• [What the exercise asks] List each line of the data below that contains the word "haze". Case counts.

• [Data provided]

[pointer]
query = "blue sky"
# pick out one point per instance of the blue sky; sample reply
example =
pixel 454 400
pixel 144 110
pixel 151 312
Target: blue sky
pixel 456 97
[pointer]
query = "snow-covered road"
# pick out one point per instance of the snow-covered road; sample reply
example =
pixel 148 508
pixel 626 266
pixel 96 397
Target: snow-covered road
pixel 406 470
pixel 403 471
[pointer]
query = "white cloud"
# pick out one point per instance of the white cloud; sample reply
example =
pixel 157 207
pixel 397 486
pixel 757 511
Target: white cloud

--

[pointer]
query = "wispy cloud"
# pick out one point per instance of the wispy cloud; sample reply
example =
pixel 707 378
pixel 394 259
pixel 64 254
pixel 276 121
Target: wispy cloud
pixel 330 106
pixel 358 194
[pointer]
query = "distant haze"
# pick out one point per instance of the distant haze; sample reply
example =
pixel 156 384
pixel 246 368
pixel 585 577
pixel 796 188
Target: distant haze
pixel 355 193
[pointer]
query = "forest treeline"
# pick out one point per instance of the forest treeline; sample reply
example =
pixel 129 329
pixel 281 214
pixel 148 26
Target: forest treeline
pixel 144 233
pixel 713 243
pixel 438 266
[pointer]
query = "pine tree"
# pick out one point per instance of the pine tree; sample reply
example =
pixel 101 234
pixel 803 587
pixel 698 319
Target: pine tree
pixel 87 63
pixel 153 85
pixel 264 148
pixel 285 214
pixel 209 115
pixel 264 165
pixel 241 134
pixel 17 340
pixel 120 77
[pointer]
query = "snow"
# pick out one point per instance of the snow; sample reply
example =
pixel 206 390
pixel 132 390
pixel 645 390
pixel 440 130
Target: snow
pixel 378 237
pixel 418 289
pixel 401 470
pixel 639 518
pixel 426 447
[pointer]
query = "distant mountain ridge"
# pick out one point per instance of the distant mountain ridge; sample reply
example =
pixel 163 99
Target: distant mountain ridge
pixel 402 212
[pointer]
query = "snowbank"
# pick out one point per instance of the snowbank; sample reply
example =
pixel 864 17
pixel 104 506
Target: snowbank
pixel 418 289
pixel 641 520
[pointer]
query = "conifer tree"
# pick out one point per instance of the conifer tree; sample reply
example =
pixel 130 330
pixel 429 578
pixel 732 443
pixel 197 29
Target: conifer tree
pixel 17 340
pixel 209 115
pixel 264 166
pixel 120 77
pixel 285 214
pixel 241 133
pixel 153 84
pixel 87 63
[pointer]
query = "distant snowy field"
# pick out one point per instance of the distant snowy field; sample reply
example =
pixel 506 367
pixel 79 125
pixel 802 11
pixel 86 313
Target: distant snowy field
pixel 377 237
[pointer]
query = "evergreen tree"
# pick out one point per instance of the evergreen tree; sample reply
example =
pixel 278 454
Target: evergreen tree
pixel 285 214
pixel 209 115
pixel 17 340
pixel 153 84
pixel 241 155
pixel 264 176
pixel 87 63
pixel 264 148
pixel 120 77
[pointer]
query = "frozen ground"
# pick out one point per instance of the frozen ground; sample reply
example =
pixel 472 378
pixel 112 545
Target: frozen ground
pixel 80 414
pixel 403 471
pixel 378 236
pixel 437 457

• [Worked solution]
query = "distant haze"
# pick out one point per instance of the distant haze; sample reply
Target: distant haze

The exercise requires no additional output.